[Records from a data source]

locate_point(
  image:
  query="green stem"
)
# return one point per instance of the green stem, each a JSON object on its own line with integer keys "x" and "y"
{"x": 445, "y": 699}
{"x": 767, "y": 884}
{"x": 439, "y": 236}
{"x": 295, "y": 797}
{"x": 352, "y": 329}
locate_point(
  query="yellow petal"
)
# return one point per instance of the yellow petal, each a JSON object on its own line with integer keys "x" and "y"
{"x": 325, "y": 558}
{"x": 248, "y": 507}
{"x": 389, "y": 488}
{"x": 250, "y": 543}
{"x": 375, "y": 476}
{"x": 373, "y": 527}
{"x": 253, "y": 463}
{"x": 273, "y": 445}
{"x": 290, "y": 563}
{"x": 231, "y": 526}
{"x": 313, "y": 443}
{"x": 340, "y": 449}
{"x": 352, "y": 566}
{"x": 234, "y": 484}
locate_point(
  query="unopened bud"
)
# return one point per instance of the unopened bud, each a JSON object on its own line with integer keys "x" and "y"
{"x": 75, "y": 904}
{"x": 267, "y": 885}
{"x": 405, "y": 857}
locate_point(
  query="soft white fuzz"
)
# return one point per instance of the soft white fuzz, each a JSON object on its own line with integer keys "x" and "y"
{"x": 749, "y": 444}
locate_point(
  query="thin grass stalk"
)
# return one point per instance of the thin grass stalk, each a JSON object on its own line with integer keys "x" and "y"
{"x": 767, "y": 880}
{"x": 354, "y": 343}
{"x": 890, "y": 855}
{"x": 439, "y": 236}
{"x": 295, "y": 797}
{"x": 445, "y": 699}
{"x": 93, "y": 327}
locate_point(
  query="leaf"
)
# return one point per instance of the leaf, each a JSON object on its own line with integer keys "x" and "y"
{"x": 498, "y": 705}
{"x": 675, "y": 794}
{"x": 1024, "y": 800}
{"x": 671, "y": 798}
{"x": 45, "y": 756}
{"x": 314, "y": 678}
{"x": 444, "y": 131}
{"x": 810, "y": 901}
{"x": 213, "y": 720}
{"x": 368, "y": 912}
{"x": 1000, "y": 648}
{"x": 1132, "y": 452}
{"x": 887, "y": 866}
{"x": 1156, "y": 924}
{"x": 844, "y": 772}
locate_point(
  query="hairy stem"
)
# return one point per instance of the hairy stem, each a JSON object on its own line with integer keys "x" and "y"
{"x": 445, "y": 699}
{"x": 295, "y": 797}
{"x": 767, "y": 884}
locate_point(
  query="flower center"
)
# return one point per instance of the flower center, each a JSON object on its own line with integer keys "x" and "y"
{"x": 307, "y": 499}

# GOAL OF THE EXERCISE
Reproduce the entire listing word for word.

# THE RESPONSE
locate_point(
  image:
  query="green stem"
)
# return one point per instance of the green stem, each a JSON object on its own line with integer keys "x" and "y"
{"x": 445, "y": 699}
{"x": 767, "y": 884}
{"x": 439, "y": 236}
{"x": 295, "y": 797}
{"x": 352, "y": 329}
locate_point(
  query="yellow petal"
)
# return one point per instance of the yellow petal, each a JSON object on its own line with integer keys "x" and "y"
{"x": 325, "y": 558}
{"x": 248, "y": 507}
{"x": 389, "y": 488}
{"x": 250, "y": 543}
{"x": 375, "y": 476}
{"x": 373, "y": 527}
{"x": 253, "y": 463}
{"x": 273, "y": 445}
{"x": 290, "y": 563}
{"x": 231, "y": 526}
{"x": 313, "y": 443}
{"x": 340, "y": 449}
{"x": 352, "y": 566}
{"x": 234, "y": 484}
locate_point(
  query="unopened bud"
)
# return one point per instance of the unopened bud, each a JSON object on its own line with integer keys "x" and "y"
{"x": 75, "y": 904}
{"x": 267, "y": 885}
{"x": 405, "y": 857}
locate_point(
  query="soft white fuzz"
)
# return one point per instance of the soft white fuzz, each a JSON object on its own line with integer keys "x" and "y"
{"x": 749, "y": 444}
locate_point(
  query="thin grass stalk"
)
# return one point per instance of the thin grass stalk, each a JSON object on its own line with integer keys "x" and "y"
{"x": 767, "y": 880}
{"x": 354, "y": 343}
{"x": 890, "y": 855}
{"x": 439, "y": 236}
{"x": 295, "y": 797}
{"x": 445, "y": 699}
{"x": 93, "y": 327}
locate_point(
  query="leaf"
)
# return one point per instance of the leaf, each a JSON object on its own line with integer keys "x" and "y"
{"x": 498, "y": 705}
{"x": 675, "y": 794}
{"x": 1024, "y": 800}
{"x": 671, "y": 798}
{"x": 45, "y": 756}
{"x": 314, "y": 678}
{"x": 444, "y": 131}
{"x": 810, "y": 901}
{"x": 213, "y": 720}
{"x": 368, "y": 912}
{"x": 1000, "y": 648}
{"x": 1132, "y": 452}
{"x": 887, "y": 866}
{"x": 1156, "y": 924}
{"x": 844, "y": 772}
locate_point(
  query="hairy stem"
)
# return one point per instance of the hairy stem, each a JSON object on its own line with integer keys "x" and "y"
{"x": 445, "y": 699}
{"x": 295, "y": 797}
{"x": 767, "y": 884}
locate_point(
  query="flower center"
)
# return one point per instance of the flower center, each a JSON object on its own line with integer keys "x" and "y"
{"x": 307, "y": 499}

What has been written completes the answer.